DATA SUPPLIED:
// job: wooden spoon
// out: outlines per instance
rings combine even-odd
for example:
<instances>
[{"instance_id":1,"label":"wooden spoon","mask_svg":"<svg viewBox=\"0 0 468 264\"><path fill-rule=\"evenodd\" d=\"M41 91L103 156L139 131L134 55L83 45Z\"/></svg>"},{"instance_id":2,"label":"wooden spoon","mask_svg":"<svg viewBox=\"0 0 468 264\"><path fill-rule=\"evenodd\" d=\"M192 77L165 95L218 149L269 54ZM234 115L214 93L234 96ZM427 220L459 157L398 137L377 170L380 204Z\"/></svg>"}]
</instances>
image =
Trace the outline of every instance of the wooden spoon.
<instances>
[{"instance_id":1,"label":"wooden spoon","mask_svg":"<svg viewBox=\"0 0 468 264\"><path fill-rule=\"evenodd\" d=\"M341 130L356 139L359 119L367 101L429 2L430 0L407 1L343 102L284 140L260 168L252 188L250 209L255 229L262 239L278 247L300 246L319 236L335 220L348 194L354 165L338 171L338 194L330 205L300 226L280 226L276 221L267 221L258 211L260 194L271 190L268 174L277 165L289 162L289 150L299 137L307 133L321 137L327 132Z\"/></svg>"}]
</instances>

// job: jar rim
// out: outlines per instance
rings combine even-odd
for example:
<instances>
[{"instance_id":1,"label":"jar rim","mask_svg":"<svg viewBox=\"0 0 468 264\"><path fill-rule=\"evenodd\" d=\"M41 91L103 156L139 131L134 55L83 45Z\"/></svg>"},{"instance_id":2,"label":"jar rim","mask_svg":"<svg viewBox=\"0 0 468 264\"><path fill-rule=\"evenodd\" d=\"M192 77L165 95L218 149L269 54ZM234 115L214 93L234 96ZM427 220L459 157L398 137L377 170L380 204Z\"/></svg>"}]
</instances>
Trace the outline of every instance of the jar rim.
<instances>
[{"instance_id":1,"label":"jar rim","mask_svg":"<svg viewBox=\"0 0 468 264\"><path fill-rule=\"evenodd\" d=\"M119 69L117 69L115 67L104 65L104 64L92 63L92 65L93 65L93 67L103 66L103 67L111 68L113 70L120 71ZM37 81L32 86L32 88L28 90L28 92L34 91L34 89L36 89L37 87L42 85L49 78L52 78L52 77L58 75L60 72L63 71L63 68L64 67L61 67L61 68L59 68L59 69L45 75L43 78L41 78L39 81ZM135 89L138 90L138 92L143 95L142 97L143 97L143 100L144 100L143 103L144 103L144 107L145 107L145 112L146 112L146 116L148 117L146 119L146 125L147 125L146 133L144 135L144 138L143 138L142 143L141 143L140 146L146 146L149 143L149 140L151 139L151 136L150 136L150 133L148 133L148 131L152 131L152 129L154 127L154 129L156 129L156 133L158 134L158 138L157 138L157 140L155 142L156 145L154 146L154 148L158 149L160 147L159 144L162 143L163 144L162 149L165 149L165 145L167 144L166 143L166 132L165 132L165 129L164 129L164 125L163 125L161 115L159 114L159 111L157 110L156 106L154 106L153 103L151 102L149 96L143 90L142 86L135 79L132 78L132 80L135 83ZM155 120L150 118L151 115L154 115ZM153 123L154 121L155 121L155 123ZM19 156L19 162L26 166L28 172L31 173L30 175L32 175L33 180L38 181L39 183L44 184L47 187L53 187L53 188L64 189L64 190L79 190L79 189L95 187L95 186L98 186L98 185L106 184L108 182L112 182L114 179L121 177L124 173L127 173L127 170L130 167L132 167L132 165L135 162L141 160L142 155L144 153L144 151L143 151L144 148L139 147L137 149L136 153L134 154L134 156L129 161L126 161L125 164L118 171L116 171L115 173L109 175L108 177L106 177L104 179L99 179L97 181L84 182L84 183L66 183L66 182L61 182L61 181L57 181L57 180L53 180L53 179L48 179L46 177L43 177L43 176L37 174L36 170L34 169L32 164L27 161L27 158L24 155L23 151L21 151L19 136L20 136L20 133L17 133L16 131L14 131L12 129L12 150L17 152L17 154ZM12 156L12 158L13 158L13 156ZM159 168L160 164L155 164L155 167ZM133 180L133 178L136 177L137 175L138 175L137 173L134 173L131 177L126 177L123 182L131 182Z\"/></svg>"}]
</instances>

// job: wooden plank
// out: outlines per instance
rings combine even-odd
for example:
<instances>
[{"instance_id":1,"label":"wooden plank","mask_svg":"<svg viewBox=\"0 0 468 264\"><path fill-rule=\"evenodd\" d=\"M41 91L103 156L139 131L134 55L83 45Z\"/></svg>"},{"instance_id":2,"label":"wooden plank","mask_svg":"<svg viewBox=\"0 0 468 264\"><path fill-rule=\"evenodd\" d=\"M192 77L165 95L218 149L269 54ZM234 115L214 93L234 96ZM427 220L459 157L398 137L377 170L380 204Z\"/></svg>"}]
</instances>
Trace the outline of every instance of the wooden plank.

TASK TO CARRY OUT: Your job is to output all of the material exactly.

YOUR RESPONSE:
// job: wooden spoon
// out: outlines per instance
rings combine even-odd
for example:
<instances>
[{"instance_id":1,"label":"wooden spoon","mask_svg":"<svg viewBox=\"0 0 468 264\"><path fill-rule=\"evenodd\" d=\"M41 91L103 156L139 131L134 55L83 45Z\"/></svg>"},{"instance_id":2,"label":"wooden spoon","mask_svg":"<svg viewBox=\"0 0 468 264\"><path fill-rule=\"evenodd\" d=\"M192 77L165 95L218 149L269 54ZM234 115L214 93L234 96ZM427 220L459 157L398 137L377 170L380 204Z\"/></svg>"}]
</instances>
image =
Trace the outline of every instance of the wooden spoon.
<instances>
[{"instance_id":1,"label":"wooden spoon","mask_svg":"<svg viewBox=\"0 0 468 264\"><path fill-rule=\"evenodd\" d=\"M341 130L356 139L359 119L367 101L429 2L430 0L407 1L343 102L284 140L260 168L252 188L250 209L255 229L262 239L278 247L300 246L319 236L335 220L348 194L354 165L338 171L338 194L330 205L300 226L280 226L276 221L267 221L258 211L260 194L271 190L268 174L277 165L289 162L289 150L299 137L307 133L321 137L327 132Z\"/></svg>"}]
</instances>

// job: jar rim
// out: outlines per instance
rings combine even-odd
for example:
<instances>
[{"instance_id":1,"label":"jar rim","mask_svg":"<svg viewBox=\"0 0 468 264\"><path fill-rule=\"evenodd\" d=\"M41 91L103 156L139 131L134 55L83 45Z\"/></svg>"},{"instance_id":2,"label":"jar rim","mask_svg":"<svg viewBox=\"0 0 468 264\"><path fill-rule=\"evenodd\" d=\"M192 77L165 95L218 149L269 54ZM234 115L214 93L234 96ZM427 220L459 157L398 137L377 170L380 204Z\"/></svg>"}]
</instances>
Trace the outline of every instance of the jar rim.
<instances>
[{"instance_id":1,"label":"jar rim","mask_svg":"<svg viewBox=\"0 0 468 264\"><path fill-rule=\"evenodd\" d=\"M119 69L117 69L115 67L104 65L104 64L92 63L92 65L93 65L93 67L103 66L103 67L111 68L113 70L120 71ZM37 81L32 86L32 88L28 90L28 92L34 91L34 89L36 89L37 87L42 85L49 78L52 78L52 77L58 75L60 72L63 71L63 68L64 67L61 67L61 68L59 68L59 69L45 75L43 78L41 78L39 81ZM135 89L138 90L138 92L143 95L142 97L143 97L143 100L144 100L143 103L144 103L144 107L145 107L145 112L146 112L146 116L148 117L146 119L146 125L147 125L146 133L144 135L144 138L143 138L142 143L141 143L140 146L146 146L149 143L149 140L151 139L151 136L150 136L150 133L148 133L148 131L152 131L152 129L154 127L154 129L156 129L156 133L158 134L158 138L157 138L157 140L155 142L156 145L154 146L154 148L158 149L160 147L159 144L162 143L163 144L162 149L165 149L165 145L167 144L166 143L166 132L165 132L165 129L164 129L164 125L163 125L161 115L159 114L159 111L157 110L156 106L154 106L153 103L151 102L149 96L143 90L142 86L135 79L132 78L132 80L135 83ZM155 120L150 118L151 115L154 115ZM153 123L154 121L155 121L155 123ZM19 156L19 162L26 166L28 172L31 173L30 175L32 175L33 180L38 181L39 183L44 184L47 187L53 187L53 188L64 189L64 190L79 190L79 189L95 187L95 186L98 186L98 185L106 184L108 182L112 182L114 179L121 177L124 173L127 173L127 170L130 167L132 167L132 165L135 162L141 160L142 155L144 153L144 151L143 151L144 148L139 147L137 149L136 153L134 154L134 156L129 161L126 161L125 164L118 171L116 171L115 173L109 175L108 177L106 177L104 179L99 179L97 181L84 182L84 183L66 183L66 182L61 182L61 181L57 181L57 180L53 180L53 179L48 179L46 177L43 177L43 176L37 174L36 170L34 169L32 164L27 161L27 158L24 155L23 151L21 151L19 136L20 136L20 133L17 133L16 131L14 131L12 129L12 150L17 152L17 154ZM12 156L12 158L13 158L13 156ZM159 168L160 164L155 164L155 167ZM133 180L133 178L136 177L137 175L138 175L137 173L134 173L131 177L126 177L123 182L131 182Z\"/></svg>"}]
</instances>

// job: wooden plank
// out: outlines per instance
rings combine even-odd
for example:
<instances>
[{"instance_id":1,"label":"wooden plank","mask_svg":"<svg viewBox=\"0 0 468 264\"><path fill-rule=\"evenodd\" d=\"M41 91L103 156L139 131L134 55L83 45Z\"/></svg>"},{"instance_id":2,"label":"wooden plank","mask_svg":"<svg viewBox=\"0 0 468 264\"><path fill-rule=\"evenodd\" d=\"M192 77L165 95L218 149L269 54ZM234 115L214 93L234 96ZM427 220L459 157L398 137L377 170L380 204Z\"/></svg>"}]
</instances>
Trace the outline of every instance of the wooden plank.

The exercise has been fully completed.